Supplied data:
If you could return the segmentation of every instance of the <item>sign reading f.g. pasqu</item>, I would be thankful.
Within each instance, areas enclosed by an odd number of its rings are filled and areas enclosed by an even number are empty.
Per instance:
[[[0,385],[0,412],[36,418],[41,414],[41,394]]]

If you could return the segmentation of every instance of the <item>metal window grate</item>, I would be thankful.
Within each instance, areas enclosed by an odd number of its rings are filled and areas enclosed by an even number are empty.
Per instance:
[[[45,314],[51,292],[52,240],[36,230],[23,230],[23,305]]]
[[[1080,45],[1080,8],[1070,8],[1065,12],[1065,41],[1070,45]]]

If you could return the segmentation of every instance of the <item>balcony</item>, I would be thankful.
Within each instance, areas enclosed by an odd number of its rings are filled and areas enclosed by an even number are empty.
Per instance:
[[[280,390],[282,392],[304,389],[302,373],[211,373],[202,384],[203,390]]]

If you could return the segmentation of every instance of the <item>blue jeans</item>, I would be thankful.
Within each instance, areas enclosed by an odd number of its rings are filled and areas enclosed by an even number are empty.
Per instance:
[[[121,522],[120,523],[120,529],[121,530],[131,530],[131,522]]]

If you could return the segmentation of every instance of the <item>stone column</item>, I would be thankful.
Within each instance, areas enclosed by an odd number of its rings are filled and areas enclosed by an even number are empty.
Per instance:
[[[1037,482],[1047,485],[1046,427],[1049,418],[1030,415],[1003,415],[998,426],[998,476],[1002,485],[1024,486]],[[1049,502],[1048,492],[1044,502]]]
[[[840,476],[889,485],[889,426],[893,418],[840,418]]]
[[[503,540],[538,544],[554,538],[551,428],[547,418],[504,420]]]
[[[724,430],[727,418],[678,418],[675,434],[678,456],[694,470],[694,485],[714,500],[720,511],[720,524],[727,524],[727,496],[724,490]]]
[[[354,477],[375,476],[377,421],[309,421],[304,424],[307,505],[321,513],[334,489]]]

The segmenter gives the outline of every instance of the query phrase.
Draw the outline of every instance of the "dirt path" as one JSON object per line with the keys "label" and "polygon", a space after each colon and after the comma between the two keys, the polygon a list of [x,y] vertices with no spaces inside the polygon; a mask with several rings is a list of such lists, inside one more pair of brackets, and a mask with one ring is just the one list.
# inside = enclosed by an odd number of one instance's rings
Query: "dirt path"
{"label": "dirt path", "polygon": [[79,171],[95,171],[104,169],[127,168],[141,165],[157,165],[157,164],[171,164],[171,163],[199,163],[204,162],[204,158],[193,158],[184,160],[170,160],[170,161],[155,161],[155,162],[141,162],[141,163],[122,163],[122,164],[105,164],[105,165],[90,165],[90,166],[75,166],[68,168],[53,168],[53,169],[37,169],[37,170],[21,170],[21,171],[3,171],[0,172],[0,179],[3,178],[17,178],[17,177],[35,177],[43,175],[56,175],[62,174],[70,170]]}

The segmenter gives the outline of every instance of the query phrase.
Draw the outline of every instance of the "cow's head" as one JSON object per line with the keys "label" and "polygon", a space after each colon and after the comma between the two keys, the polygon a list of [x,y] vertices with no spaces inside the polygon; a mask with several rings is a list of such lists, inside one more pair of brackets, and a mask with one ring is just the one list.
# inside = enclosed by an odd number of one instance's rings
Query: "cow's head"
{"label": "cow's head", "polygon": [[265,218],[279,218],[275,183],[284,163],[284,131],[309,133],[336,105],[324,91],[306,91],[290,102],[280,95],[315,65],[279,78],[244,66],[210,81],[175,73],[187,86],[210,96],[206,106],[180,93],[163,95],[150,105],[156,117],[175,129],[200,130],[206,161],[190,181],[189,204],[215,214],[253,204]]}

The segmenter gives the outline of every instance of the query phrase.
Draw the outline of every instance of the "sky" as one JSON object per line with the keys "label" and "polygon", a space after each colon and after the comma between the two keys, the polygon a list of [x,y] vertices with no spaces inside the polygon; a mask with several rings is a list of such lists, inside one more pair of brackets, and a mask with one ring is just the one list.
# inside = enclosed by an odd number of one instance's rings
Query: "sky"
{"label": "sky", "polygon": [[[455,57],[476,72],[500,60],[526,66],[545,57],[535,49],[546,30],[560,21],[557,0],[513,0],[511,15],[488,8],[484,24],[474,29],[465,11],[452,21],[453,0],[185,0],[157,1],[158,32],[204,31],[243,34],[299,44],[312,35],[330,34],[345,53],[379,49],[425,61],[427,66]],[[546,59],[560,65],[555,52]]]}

Task to complete: Determine how many lines of this listing have the word "would" in them, and reply with that number alone.

Written answer: 5